What needs to be done
From the entries that follow, copy each line in which "washer" appears.

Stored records
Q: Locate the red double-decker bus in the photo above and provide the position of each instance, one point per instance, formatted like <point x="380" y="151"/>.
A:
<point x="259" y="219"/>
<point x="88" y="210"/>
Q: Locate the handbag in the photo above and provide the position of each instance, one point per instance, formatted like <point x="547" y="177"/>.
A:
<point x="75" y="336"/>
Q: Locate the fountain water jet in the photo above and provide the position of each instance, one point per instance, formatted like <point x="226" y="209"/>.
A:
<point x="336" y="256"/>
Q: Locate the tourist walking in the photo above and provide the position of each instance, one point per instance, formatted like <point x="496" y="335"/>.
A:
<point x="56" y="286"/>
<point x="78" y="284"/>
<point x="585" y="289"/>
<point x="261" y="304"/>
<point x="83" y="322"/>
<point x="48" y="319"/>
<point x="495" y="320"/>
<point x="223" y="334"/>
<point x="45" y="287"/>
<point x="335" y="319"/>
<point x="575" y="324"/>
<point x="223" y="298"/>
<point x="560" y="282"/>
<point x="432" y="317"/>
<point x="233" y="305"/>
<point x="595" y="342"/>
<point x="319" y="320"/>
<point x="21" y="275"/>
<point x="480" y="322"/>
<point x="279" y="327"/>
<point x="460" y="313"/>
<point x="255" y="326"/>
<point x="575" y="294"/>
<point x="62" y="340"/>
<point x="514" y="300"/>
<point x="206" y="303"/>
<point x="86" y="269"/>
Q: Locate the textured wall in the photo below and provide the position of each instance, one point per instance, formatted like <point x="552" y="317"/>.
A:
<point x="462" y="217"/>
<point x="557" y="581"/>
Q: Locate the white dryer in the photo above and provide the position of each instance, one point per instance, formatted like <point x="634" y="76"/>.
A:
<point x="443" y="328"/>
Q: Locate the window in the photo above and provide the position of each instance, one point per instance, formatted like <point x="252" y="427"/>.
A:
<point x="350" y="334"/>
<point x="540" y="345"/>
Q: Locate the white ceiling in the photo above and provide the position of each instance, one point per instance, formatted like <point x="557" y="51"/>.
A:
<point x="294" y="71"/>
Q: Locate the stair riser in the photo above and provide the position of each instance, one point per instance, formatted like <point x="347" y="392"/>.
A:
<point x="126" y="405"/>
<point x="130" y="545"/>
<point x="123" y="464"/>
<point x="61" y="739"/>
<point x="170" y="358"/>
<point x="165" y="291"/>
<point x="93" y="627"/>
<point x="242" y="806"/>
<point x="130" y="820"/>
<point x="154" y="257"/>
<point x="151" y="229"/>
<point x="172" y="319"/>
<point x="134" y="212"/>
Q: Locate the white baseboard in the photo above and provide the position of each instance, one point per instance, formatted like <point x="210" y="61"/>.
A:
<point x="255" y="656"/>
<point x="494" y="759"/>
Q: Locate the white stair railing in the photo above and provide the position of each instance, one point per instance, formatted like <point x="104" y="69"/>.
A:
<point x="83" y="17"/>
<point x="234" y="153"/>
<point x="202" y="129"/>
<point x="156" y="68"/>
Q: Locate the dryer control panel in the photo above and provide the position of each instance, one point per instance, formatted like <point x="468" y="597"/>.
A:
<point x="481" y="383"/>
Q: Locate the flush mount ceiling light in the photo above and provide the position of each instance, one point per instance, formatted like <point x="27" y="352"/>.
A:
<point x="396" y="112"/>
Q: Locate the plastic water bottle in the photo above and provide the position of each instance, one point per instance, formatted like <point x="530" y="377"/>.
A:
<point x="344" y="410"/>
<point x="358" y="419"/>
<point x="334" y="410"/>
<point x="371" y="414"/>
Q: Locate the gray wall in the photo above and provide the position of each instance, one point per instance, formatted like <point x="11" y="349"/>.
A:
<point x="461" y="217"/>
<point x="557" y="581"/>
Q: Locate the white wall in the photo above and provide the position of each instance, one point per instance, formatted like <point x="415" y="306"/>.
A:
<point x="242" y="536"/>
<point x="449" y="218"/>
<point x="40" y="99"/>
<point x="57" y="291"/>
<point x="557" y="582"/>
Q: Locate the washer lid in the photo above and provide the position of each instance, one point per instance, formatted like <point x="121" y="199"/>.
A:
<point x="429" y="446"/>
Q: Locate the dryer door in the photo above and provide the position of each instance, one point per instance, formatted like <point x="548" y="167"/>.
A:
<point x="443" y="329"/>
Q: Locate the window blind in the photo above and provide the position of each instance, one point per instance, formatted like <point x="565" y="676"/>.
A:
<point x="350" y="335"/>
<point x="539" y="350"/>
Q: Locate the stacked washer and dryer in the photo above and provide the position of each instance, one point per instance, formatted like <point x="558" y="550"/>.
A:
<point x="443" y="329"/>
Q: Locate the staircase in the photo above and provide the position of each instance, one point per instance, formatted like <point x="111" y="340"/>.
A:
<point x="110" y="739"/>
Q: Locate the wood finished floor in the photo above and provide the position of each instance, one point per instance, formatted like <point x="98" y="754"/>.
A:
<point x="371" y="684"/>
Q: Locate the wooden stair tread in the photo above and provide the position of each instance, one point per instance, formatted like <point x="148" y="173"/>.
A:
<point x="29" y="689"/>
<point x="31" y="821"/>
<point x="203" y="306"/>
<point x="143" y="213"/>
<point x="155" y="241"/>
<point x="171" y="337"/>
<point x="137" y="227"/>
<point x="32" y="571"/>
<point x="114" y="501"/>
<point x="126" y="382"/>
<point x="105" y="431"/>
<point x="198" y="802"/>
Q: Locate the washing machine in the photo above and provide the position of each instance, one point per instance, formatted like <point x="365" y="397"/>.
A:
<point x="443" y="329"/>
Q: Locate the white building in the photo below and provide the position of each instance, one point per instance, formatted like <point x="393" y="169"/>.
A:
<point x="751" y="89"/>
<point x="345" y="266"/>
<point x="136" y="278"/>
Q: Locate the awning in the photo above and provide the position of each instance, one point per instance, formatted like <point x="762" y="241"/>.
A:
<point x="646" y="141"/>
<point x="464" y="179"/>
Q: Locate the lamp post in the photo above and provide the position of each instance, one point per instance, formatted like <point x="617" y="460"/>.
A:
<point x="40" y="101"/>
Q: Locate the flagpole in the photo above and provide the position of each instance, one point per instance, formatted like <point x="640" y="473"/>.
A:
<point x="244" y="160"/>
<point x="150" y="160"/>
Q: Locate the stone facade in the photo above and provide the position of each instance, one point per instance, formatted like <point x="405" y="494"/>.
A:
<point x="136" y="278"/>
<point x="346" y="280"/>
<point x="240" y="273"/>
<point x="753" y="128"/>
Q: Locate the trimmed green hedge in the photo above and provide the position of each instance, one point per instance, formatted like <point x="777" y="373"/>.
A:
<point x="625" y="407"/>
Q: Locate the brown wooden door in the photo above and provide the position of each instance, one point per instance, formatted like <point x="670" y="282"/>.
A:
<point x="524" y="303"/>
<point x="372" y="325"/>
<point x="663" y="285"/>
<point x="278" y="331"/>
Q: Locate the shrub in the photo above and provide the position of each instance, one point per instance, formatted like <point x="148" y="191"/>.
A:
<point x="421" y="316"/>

Reply
Q: Locate the washer lid in the photo above and provide the position of each instance, one point per instance, formatted like <point x="121" y="199"/>.
Q: Locate the stacked washer and dryer in the photo above and provide the position of each instance, one point per instance, formatted like <point x="558" y="550"/>.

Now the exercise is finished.